Practice item. Set the material below down again exactly, with no pictures.

===== Records for this exercise

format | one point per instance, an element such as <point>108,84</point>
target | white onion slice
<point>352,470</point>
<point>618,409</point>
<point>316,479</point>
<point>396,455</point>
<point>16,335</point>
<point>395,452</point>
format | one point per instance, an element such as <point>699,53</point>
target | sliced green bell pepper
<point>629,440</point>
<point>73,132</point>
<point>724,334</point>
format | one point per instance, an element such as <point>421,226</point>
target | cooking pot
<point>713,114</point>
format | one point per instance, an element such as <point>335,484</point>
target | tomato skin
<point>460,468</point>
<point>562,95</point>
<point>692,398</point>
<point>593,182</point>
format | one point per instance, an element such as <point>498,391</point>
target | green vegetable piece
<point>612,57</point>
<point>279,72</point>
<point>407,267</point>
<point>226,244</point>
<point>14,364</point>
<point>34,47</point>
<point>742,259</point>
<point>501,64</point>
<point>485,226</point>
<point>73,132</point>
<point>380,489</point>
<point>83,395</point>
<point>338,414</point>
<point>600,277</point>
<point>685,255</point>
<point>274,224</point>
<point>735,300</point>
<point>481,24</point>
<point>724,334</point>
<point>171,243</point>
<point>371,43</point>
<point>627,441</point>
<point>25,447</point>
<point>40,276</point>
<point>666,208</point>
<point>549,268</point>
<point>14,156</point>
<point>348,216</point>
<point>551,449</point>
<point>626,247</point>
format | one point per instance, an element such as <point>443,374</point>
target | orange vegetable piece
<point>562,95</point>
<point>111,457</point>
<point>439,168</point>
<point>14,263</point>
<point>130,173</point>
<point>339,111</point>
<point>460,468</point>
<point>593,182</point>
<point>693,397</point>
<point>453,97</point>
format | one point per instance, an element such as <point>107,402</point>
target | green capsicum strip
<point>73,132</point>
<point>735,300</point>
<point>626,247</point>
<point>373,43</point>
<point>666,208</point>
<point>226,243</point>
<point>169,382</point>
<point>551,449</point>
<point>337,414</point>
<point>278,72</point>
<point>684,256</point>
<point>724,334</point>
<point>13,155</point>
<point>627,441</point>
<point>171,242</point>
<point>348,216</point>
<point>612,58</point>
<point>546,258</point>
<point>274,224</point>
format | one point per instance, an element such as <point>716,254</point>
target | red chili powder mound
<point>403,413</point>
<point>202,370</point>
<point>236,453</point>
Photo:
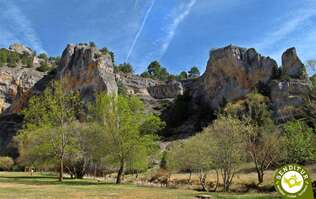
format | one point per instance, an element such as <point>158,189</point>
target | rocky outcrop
<point>19,48</point>
<point>85,68</point>
<point>287,97</point>
<point>14,83</point>
<point>292,65</point>
<point>232,72</point>
<point>169,90</point>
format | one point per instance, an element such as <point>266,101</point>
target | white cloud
<point>139,32</point>
<point>291,24</point>
<point>176,17</point>
<point>18,27</point>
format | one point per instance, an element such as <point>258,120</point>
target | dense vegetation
<point>114,133</point>
<point>243,132</point>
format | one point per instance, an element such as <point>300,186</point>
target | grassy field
<point>15,185</point>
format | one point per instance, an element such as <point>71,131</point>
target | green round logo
<point>292,181</point>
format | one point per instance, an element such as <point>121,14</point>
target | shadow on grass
<point>49,180</point>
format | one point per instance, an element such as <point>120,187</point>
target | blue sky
<point>178,33</point>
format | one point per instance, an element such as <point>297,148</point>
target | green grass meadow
<point>15,185</point>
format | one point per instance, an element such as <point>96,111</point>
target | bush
<point>124,68</point>
<point>6,163</point>
<point>43,56</point>
<point>44,67</point>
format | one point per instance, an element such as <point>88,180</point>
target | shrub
<point>6,163</point>
<point>44,67</point>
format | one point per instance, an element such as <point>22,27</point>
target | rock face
<point>292,65</point>
<point>19,48</point>
<point>232,72</point>
<point>86,69</point>
<point>169,90</point>
<point>15,82</point>
<point>287,97</point>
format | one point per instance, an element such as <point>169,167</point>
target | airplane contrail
<point>140,30</point>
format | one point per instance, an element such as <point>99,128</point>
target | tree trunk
<point>95,171</point>
<point>120,173</point>
<point>190,177</point>
<point>260,176</point>
<point>61,169</point>
<point>217,180</point>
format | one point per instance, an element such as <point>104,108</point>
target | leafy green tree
<point>265,145</point>
<point>194,72</point>
<point>193,155</point>
<point>313,79</point>
<point>155,70</point>
<point>13,59</point>
<point>120,119</point>
<point>145,74</point>
<point>4,53</point>
<point>228,146</point>
<point>44,67</point>
<point>124,68</point>
<point>48,133</point>
<point>182,76</point>
<point>300,142</point>
<point>263,140</point>
<point>43,56</point>
<point>92,44</point>
<point>152,125</point>
<point>6,163</point>
<point>311,64</point>
<point>107,51</point>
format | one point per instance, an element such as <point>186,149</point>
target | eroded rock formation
<point>231,72</point>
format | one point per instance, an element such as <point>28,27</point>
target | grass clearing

==========

▶ **Result below**
format | one point per instance, an element such as <point>108,84</point>
target | white onion slice
<point>352,470</point>
<point>618,409</point>
<point>316,479</point>
<point>396,455</point>
<point>16,335</point>
<point>395,452</point>
format | one point per instance, an element such as <point>699,53</point>
target | sliced green bell pepper
<point>629,440</point>
<point>73,132</point>
<point>724,334</point>
format | one point per instance, an element such as <point>421,226</point>
target | cooking pot
<point>713,114</point>
format | one point per instance, an element such as <point>335,484</point>
target | tomato skin
<point>460,468</point>
<point>562,95</point>
<point>692,398</point>
<point>593,182</point>
format | one point per instance, an element such as <point>498,391</point>
target | green vegetable piece
<point>612,57</point>
<point>279,72</point>
<point>407,267</point>
<point>226,244</point>
<point>14,364</point>
<point>34,47</point>
<point>742,259</point>
<point>501,64</point>
<point>485,226</point>
<point>73,132</point>
<point>380,489</point>
<point>83,395</point>
<point>338,414</point>
<point>600,277</point>
<point>685,255</point>
<point>274,224</point>
<point>735,300</point>
<point>481,24</point>
<point>724,334</point>
<point>171,243</point>
<point>371,43</point>
<point>627,441</point>
<point>25,447</point>
<point>40,276</point>
<point>666,208</point>
<point>549,268</point>
<point>14,156</point>
<point>348,216</point>
<point>551,449</point>
<point>626,247</point>
format | one point per instance, an element such as <point>443,374</point>
target | orange vegetable piece
<point>562,95</point>
<point>111,457</point>
<point>439,168</point>
<point>14,263</point>
<point>130,173</point>
<point>339,111</point>
<point>460,468</point>
<point>593,182</point>
<point>693,397</point>
<point>453,97</point>
format | one point per instance, an element such as <point>107,402</point>
target | green capsicum strip
<point>73,132</point>
<point>735,300</point>
<point>626,247</point>
<point>373,43</point>
<point>666,208</point>
<point>226,243</point>
<point>169,382</point>
<point>551,449</point>
<point>337,414</point>
<point>278,72</point>
<point>684,256</point>
<point>724,334</point>
<point>13,155</point>
<point>627,441</point>
<point>171,242</point>
<point>348,216</point>
<point>612,58</point>
<point>546,258</point>
<point>274,224</point>
format | one point per instance, an element such as <point>716,254</point>
target | red chili powder mound
<point>403,413</point>
<point>202,370</point>
<point>236,453</point>
Photo:
format | one point per instance, an element such as <point>158,189</point>
target | rocky outcrop
<point>19,48</point>
<point>85,68</point>
<point>287,97</point>
<point>14,83</point>
<point>292,65</point>
<point>232,72</point>
<point>169,90</point>
format | one point per instance, an element such as <point>266,101</point>
target | white cloud
<point>139,32</point>
<point>291,24</point>
<point>176,17</point>
<point>18,27</point>
format | one point per instance, an element such as <point>258,120</point>
target | dense vegetation
<point>114,133</point>
<point>243,132</point>
format | one point per instance, an element such as <point>300,186</point>
target | grassy field
<point>15,185</point>
format | one point per instance, an element such as <point>71,131</point>
target | green round logo
<point>292,181</point>
format | one point per instance, an element such as <point>121,14</point>
target | shadow on grass
<point>49,180</point>
format | one point per instance, an element such as <point>120,187</point>
target | blue sky
<point>178,33</point>
format | one point per instance, an element such as <point>297,148</point>
target | green grass meadow
<point>15,185</point>
format | one point per instance, an element such as <point>96,111</point>
target | bush
<point>124,68</point>
<point>6,163</point>
<point>43,56</point>
<point>44,67</point>
format | one point per instance, an element such as <point>88,180</point>
target | shrub
<point>6,163</point>
<point>44,67</point>
format | one point per instance, an element such as <point>22,27</point>
target | rock face
<point>292,65</point>
<point>19,48</point>
<point>232,72</point>
<point>86,69</point>
<point>169,90</point>
<point>15,82</point>
<point>287,97</point>
format | one point per instance, an element such as <point>169,167</point>
target | airplane contrail
<point>140,30</point>
format | one point per instance, an element such as <point>99,128</point>
target | tree trunk
<point>95,171</point>
<point>120,173</point>
<point>190,177</point>
<point>260,176</point>
<point>61,169</point>
<point>217,180</point>
format | one point per instance, an element such as <point>104,108</point>
target | leafy green tree
<point>265,145</point>
<point>194,72</point>
<point>193,155</point>
<point>313,79</point>
<point>155,70</point>
<point>13,59</point>
<point>120,119</point>
<point>145,74</point>
<point>4,53</point>
<point>228,146</point>
<point>44,67</point>
<point>124,68</point>
<point>48,133</point>
<point>182,76</point>
<point>300,142</point>
<point>263,140</point>
<point>43,56</point>
<point>92,44</point>
<point>152,125</point>
<point>6,163</point>
<point>311,64</point>
<point>107,51</point>
format | one point per instance, an element such as <point>186,149</point>
target | eroded rock formation
<point>231,72</point>
format | one point per instance, an element such as <point>28,27</point>
target | grass clearing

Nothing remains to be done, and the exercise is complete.